• **EXCERPTED DATA**:
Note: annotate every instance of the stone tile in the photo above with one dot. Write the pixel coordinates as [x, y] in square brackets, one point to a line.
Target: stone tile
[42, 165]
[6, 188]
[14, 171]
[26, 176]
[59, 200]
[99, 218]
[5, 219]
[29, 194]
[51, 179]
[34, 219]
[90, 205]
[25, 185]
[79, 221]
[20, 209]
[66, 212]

• **YOUR OBJECTIVE**:
Each entry above is to be repeated exactly as it appears.

• **OUTPUT OF THE TASK**:
Note: annotate every instance of the stone tile in the photo above with one dot. Write the pixel coordinates as [x, y] in square brackets, one point to a line.
Target: stone tile
[42, 165]
[6, 188]
[14, 171]
[26, 176]
[59, 200]
[99, 218]
[5, 219]
[29, 194]
[51, 179]
[34, 219]
[90, 205]
[25, 185]
[79, 221]
[20, 209]
[66, 212]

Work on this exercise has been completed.